→ MATERIAL FOR THIS TASK:
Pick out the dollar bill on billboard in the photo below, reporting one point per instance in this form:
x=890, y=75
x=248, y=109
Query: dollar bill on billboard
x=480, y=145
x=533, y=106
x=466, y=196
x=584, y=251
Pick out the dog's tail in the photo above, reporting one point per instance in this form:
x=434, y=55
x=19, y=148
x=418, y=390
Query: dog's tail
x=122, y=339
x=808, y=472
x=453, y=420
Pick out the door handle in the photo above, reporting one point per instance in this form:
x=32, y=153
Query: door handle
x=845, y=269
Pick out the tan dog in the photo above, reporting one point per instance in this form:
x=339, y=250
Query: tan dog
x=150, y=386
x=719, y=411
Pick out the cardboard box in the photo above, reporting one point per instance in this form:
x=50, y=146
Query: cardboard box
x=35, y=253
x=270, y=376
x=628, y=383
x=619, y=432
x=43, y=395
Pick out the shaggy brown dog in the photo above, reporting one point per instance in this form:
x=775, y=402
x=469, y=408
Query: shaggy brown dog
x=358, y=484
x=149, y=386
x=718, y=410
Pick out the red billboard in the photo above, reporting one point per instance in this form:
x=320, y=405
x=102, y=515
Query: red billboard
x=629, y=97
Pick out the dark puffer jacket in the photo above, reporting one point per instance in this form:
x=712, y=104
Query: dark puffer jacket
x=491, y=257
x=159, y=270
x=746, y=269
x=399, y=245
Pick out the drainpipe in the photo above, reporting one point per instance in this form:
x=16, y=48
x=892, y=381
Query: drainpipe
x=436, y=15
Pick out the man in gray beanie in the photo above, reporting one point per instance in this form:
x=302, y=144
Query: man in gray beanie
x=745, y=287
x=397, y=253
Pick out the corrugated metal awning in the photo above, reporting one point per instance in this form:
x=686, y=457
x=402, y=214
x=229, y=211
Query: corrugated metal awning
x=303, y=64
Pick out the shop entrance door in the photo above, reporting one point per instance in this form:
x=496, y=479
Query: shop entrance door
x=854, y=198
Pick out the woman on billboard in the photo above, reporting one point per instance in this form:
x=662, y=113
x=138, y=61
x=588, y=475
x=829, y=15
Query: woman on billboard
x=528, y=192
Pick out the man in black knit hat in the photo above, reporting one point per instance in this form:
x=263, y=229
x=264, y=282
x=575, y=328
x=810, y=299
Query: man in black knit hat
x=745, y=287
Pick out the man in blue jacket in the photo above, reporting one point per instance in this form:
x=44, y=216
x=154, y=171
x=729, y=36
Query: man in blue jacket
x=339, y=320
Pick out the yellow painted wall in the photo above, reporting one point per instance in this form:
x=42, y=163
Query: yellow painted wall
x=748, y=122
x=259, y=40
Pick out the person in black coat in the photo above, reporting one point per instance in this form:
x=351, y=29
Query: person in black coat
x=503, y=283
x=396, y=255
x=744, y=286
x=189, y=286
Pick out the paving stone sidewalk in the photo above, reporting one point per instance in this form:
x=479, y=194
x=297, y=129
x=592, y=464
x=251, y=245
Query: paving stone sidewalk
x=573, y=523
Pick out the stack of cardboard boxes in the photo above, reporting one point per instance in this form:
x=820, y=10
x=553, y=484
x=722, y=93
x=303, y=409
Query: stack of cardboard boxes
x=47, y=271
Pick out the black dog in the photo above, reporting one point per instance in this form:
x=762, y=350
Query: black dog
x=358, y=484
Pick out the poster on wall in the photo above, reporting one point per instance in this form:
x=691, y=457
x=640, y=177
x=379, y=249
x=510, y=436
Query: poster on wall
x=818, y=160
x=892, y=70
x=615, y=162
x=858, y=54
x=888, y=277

→ WORK INSTRUCTION:
Precisely as given, transcribe all of the entries above.

→ OUTPUT BELOW:
Pick out the dollar bill on billboard in the photo below, reporting one point per instance in this form:
x=890, y=75
x=248, y=109
Query: dollar bill on billboard
x=480, y=145
x=533, y=106
x=466, y=196
x=584, y=251
Pick out the dog's tail in the photo above, reporting one point per instance in this form:
x=434, y=55
x=19, y=148
x=418, y=390
Query: dog's tail
x=122, y=339
x=808, y=472
x=453, y=420
Pick out the door handle in the photo above, reporting one point per instance in this form:
x=32, y=153
Query: door handle
x=845, y=269
Pick out the tan dog in the photo above, reporting one point per instance in this form:
x=339, y=250
Query: tan dog
x=150, y=386
x=719, y=411
Pick out the cardboard box in the photo above, reporting one point per instance in this form:
x=50, y=146
Query: cardboard box
x=35, y=253
x=270, y=376
x=628, y=383
x=619, y=432
x=43, y=395
Pick out the shaggy brown dog in the photo above, reporting one point per instance in this form:
x=775, y=402
x=469, y=408
Query: shaggy brown dog
x=358, y=484
x=149, y=386
x=718, y=410
Pick out the red billboard in the photo above, reporting one point per instance in this form:
x=320, y=405
x=102, y=515
Query: red billboard
x=629, y=97
Pick out the dark puffer jacket in the photo above, reporting one point per instance in this form:
x=712, y=104
Query: dark puffer jacket
x=491, y=257
x=159, y=270
x=746, y=269
x=399, y=245
Pick out the drainpipe in the photo above, reporting one point per instance in this form:
x=16, y=48
x=892, y=381
Query: drainpipe
x=436, y=15
Pick out the man in gray beanie in the photo above, reporting one point per instance in this form:
x=302, y=144
Query: man in gray beanie
x=745, y=287
x=397, y=253
Pick out the corrugated metal awning in the photo above, reporting one point per instance in this form:
x=686, y=457
x=402, y=214
x=229, y=211
Query: corrugated metal awning
x=303, y=64
Pick out the shop entrance door in the photo above, reporting one point per instance in this form:
x=496, y=479
Query: shop entrance door
x=854, y=198
Pick out the woman on billboard in the photo above, reporting one point per instance in this form:
x=662, y=113
x=138, y=61
x=588, y=475
x=829, y=15
Query: woman on billboard
x=528, y=192
Pick out the man in black knit hat in the photo above, reporting one point per instance in this form:
x=263, y=229
x=264, y=282
x=575, y=328
x=810, y=299
Query: man in black knit hat
x=745, y=287
Pick out the man in blue jacket in the photo above, reporting one point per instance in this form:
x=44, y=216
x=154, y=171
x=729, y=36
Query: man in blue jacket
x=339, y=320
Pick out the yellow painted wall in the photo above, reporting one point per instance in this form:
x=42, y=163
Query: yellow painted wall
x=748, y=122
x=259, y=40
Pick out the person in black coat in the photo above, reporting one point per instance in this form:
x=351, y=29
Query: person in black coat
x=503, y=283
x=396, y=255
x=744, y=286
x=189, y=286
Pick out the paving stone sidewalk in the photo above, reporting one point per instance in this form:
x=479, y=194
x=297, y=129
x=592, y=464
x=251, y=245
Query: paving stone sidewalk
x=573, y=523
Pick out the stack of cardboard boxes in the photo above, reporting one point per instance in this form:
x=820, y=10
x=553, y=484
x=722, y=93
x=303, y=409
Query: stack of cardboard boxes
x=47, y=271
Pick out the black dog in the photo above, reporting one point per instance in this form:
x=762, y=350
Query: black dog
x=358, y=484
Pick out the poster on wall in the photo above, reporting one point per instance in this form:
x=691, y=457
x=640, y=177
x=379, y=249
x=510, y=436
Query: poster on wall
x=818, y=160
x=892, y=70
x=615, y=162
x=858, y=54
x=888, y=277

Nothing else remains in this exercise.